Point annotation dataset records

^^^^

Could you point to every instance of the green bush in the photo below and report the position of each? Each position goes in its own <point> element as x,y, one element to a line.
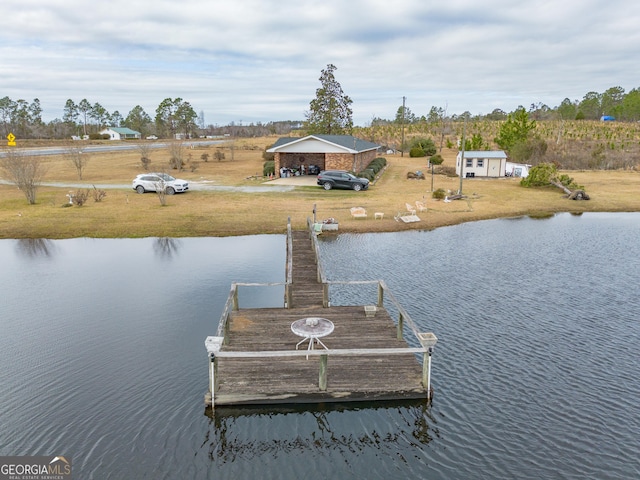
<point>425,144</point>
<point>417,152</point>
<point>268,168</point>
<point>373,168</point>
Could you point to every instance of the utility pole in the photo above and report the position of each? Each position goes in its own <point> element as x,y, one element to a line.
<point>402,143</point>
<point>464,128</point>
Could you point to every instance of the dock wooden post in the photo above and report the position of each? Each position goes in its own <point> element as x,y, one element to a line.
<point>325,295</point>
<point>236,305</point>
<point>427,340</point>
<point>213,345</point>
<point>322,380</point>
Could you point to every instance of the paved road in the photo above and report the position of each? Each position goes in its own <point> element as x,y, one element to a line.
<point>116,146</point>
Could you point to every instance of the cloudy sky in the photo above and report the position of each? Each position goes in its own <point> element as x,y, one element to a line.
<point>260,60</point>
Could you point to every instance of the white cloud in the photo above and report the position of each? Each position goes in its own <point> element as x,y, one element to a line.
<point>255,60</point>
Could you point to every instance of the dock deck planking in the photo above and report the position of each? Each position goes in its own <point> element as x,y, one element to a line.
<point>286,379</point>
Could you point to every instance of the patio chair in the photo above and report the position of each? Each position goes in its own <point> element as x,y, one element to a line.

^^^^

Instruction
Please copy all of the records above word for word, leaving out the pictures.

Complete response
Could you point to every instance of the green bush in the photo below and report the position of each? Each position goes in its own <point> element as x,y, one element to a line.
<point>425,144</point>
<point>417,152</point>
<point>268,168</point>
<point>373,168</point>
Could you point to every instance of the utility pole in the photo above and report the position of each? Each position goes in its own <point> element as x,y, one element to a line.
<point>402,143</point>
<point>464,128</point>
Could you point to every instance of the dock wooden post in the photo above and report the position of each? Each position goes in its own <point> element as x,y, one element to a line.
<point>325,295</point>
<point>236,305</point>
<point>427,340</point>
<point>213,345</point>
<point>322,380</point>
Could you point to every instance of the paved road in the photo above and report the position of each? Each position goes in its own <point> element as x,y, one element to a line.
<point>116,146</point>
Could you point to every instance of the cloudy sky in the photo above and report the position of each? Each position goes in its own <point> element as x,y, one element to a line.
<point>260,60</point>
Could you point to every instance of the white cloud in the photo above and report the position of each? Each position goes in its own <point> element as x,y, one element to a line.
<point>255,60</point>
Could you point to every instance of the dock deck planking in the photo above and report the position of each? Each position goes in its own <point> element as x,y, one element to a line.
<point>286,379</point>
Could you point to every instance of the patio chair in the photo above and report the position of each? Each position goes in its own <point> element as x,y, one element to a line.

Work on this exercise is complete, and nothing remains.